#### Fragmento para leer:
————

Hace ya algunos días vi una entrevista en la
tele a Arturo Perez Reverte donde hablaba de la dificultad para ser feliz
cuando se tiene lucidez. Decía, entre otras cosas: “Ser lúcido y español
siempre aparejó mucha amargura” frase puesta en boca de uno de los personajes
del Capitán Alatriste, y él refería que la lucidez en España es muy triste
porque ves cosas incluso que querrías no ver… Por otro lado me acordé de las
noticias aparecidas en prensa sobre la enseñanza de la asignatura de religión
en las escuelas públicas y de sus contenidos. En uno de ellos se hablaba, si no
recuerdo mal, de la incapacidad del
ser humano para alcanzar por sí mismos la felicidad sin acercarse a Dios. Luego me
encontré con la frase del gran filósofo Friedrich Nietzsche (ver biografía:
https://es.wikipedia.org/wiki/Friedrich_Nietzsche
) que decía:
“¿Buscamos paz, tranquilidad y dicha? No; buscamos
solo la verdad, aunque esta fuese repulsiva y horrible. Aquí se separan los
caminos de los hombres: ¿quieres paz espiritual y felicidad? Cree; ¿quieres ser
un apóstol de la verdad? Entonces busca.”

————

#### Líneas:

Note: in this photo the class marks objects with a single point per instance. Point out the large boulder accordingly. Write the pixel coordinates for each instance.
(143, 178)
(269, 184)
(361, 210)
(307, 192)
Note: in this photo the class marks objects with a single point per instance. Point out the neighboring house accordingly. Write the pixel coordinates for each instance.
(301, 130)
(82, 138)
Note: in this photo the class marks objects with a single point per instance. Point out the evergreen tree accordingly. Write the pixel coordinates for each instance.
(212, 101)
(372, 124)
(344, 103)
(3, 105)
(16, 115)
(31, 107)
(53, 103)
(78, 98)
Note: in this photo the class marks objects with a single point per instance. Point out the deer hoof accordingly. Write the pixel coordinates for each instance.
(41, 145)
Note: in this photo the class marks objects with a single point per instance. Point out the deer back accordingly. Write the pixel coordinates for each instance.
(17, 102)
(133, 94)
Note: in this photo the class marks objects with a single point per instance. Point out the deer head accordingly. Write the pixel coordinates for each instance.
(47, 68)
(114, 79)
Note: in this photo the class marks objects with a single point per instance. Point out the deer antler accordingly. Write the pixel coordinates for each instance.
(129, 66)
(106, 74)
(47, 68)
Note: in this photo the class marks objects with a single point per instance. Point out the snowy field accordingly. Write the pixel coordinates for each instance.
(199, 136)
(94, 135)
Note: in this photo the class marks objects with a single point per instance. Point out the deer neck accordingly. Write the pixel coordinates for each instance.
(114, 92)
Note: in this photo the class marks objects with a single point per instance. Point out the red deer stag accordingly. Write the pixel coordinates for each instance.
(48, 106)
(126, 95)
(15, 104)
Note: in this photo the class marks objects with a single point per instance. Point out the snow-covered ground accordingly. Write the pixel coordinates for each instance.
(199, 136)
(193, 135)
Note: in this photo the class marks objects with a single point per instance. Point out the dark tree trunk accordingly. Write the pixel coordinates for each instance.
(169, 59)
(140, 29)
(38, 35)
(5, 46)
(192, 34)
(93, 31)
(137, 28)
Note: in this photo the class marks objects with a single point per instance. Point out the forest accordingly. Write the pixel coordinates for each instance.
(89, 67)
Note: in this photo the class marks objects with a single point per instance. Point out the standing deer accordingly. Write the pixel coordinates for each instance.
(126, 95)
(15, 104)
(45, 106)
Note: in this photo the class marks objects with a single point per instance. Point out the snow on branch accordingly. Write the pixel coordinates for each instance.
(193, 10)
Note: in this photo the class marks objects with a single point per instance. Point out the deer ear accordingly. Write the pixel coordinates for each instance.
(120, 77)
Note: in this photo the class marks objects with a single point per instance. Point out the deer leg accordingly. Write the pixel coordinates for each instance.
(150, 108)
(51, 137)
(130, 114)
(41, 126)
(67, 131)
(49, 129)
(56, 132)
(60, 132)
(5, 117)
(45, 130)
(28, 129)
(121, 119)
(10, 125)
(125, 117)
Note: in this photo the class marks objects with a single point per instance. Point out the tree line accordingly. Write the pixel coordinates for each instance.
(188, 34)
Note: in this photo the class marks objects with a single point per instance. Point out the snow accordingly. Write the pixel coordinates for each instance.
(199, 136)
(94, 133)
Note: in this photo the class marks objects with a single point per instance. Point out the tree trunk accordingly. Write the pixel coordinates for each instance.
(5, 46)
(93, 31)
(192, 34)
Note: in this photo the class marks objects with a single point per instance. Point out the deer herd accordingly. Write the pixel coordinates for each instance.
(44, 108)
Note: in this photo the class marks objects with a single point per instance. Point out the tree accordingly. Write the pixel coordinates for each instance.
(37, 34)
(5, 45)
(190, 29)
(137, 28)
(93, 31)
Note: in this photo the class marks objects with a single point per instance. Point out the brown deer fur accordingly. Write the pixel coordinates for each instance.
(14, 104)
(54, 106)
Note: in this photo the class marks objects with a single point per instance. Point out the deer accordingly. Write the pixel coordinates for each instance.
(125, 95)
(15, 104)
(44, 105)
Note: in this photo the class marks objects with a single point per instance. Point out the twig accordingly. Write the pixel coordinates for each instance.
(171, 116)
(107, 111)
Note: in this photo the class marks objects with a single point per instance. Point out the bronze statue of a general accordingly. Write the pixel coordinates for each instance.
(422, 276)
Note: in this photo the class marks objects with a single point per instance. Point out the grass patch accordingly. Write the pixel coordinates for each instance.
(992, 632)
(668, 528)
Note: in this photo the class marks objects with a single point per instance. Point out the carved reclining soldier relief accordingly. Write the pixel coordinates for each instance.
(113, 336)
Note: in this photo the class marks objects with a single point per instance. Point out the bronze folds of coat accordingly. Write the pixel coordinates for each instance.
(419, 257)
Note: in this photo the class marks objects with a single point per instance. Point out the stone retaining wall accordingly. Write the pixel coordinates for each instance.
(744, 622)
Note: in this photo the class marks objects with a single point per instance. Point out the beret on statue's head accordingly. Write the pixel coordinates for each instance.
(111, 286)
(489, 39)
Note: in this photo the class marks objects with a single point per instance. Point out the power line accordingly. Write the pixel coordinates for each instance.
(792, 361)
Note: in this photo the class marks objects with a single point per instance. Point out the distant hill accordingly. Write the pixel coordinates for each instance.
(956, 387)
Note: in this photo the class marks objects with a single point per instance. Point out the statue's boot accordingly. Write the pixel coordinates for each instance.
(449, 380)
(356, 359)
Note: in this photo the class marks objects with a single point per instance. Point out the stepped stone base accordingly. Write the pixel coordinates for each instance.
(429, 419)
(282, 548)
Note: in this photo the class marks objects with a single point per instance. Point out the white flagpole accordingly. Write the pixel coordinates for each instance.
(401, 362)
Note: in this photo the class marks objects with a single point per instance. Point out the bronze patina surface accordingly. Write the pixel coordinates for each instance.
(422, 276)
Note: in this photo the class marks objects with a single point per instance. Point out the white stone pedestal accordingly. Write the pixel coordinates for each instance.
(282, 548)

————

#### Completa lo siguiente:
1. En el fragmento sobre la lucidez y la felicidad, ¿en qué medio se vio la entrevista a Arturo Perez Reverte?
2. Escribe la continuación del fragmento sobre la lucidez y la felicidad a partir de donde termina.

#### Respuestas esperadas:
1. En la tele.

2.
Si entendemos que la felicidad, en un sentido
amplio, es un estado anímico consciente donde la satisfacción y el contento con
el entorno y el interior del sujeto es constante, habría que ver si es
conseguible desde el pensar y discernir, analizando ese entorno y el propio e
individual mecanismo emocional y conductual. De aquí mi pregunta: ¿Puede ser
feliz, en su sentido más amplio, el hombre lúcido?
A partir de
aquí me he parado a pensar en la propia esencia del ser humano y en la
situación social que ha ido creando a lo largo de la historia. Nuestro país no
sale bien parado de este análisis, tal como yo lo veo. Luego cada cual, sacará
sus propias conclusiones. Estas son las mías.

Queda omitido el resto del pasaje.